### TASK
Line by line, reproduce the records exactly.

BEGIN LISTED ENTRIES

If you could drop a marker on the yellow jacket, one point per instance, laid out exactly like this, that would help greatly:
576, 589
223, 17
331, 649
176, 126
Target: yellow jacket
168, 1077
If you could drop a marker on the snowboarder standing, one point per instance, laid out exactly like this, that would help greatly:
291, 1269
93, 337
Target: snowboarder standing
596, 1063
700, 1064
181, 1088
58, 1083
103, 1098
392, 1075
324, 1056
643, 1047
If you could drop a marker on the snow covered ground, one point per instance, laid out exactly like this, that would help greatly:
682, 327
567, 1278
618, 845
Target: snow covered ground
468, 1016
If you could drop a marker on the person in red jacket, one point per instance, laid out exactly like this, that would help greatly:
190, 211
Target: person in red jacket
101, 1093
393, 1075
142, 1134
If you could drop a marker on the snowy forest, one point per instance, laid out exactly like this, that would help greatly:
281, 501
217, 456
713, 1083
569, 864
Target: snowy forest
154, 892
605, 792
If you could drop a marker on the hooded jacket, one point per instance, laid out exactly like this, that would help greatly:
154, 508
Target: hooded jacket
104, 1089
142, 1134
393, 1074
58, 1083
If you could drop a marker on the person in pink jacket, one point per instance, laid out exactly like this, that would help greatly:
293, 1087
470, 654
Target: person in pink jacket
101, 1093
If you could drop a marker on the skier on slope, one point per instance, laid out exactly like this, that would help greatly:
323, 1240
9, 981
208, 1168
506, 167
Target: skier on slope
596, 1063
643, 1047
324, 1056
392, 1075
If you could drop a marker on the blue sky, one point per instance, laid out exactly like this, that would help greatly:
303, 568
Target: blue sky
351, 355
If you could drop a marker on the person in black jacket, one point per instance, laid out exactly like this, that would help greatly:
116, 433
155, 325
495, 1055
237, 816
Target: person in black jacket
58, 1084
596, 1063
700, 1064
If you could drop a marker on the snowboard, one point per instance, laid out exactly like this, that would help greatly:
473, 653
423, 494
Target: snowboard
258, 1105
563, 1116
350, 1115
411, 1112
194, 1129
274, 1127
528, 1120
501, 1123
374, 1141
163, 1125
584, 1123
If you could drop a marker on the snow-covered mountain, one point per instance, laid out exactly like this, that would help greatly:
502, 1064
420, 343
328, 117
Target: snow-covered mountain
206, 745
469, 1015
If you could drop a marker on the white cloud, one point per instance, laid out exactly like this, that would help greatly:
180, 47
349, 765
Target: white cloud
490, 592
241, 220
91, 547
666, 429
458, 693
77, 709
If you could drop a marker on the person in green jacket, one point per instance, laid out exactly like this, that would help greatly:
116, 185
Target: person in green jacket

END LISTED ENTRIES

### REPLY
If you could drop a marker on the yellow jacket, one point per instance, laid out exactly like this, that would help greatly:
576, 589
223, 17
331, 649
176, 126
Target: yellow jacket
168, 1077
If you could drop a marker on the snowboarder standing, one point per instance, laid out exactly like this, that would help greatly:
291, 1269
93, 337
Target: snowboarder standing
596, 1063
700, 1064
181, 1088
58, 1083
103, 1098
392, 1075
324, 1056
643, 1047
If you could drop a marker on the snow covered ground, one point per instance, laid out exactly like this, that would help greatly:
682, 327
567, 1278
618, 845
Target: snow covered ground
468, 1016
If you could drop a marker on the person in red jacket, one point per instance, laid out exactly like this, that would help greatly:
190, 211
Target: person in red jacket
101, 1093
393, 1075
142, 1134
If you could drop a marker on the snowy forest, one point per instance, laid out exactly like this, that would help greatly:
281, 501
217, 456
713, 1083
569, 864
Target: snowy forest
154, 892
605, 792
If you could drop a marker on the hooded jacket, one point per instance, laid out exactly like this, that would help greatly:
154, 508
Target: hooded jacket
104, 1089
142, 1134
393, 1074
58, 1083
If you could drop a marker on the person in pink jacket, one point per instance, laid out exactly like this, that would help greatly:
293, 1087
470, 654
Target: person in pink jacket
101, 1093
If you could drop a marker on the skier on slope, one point per instance, laid out exactly like this, that would help greatly:
323, 1240
9, 981
208, 1168
506, 167
Target: skier on slope
596, 1063
643, 1047
324, 1056
392, 1075
If you could drop a marker on the blue sky, one point per instance, laid out exactly like this, that would help greatly:
303, 568
Target: blue sky
351, 355
If you could drop a marker on the person in black jacket, one point per instance, laid out exactly like this, that would help greatly:
116, 433
155, 325
495, 1055
237, 816
Target: person in black jacket
58, 1084
596, 1063
700, 1064
If you could drop a marker on the snowboard, one point per instance, laid out exactly like this, that would help greatly:
473, 653
423, 494
Target: snowboard
258, 1105
563, 1116
350, 1115
411, 1112
194, 1129
274, 1127
528, 1120
501, 1123
374, 1141
163, 1125
584, 1123
If you could drop a marker on the snow-covered mountain, one point per instance, laid out exactly like this, that would help greatly:
502, 1064
420, 343
328, 117
Target: snow-covered mountain
206, 745
469, 1015
If you could drop a marker on the white cloud, one point per instance, laid out exactly like this, that would help greatly:
180, 47
349, 765
Target: white cloud
490, 592
241, 220
91, 547
666, 429
458, 693
77, 709
If you could drop a marker on the person in green jacket, one point per instance, laid out exactly like this, that would help greatly:
116, 185
Target: person in green jacket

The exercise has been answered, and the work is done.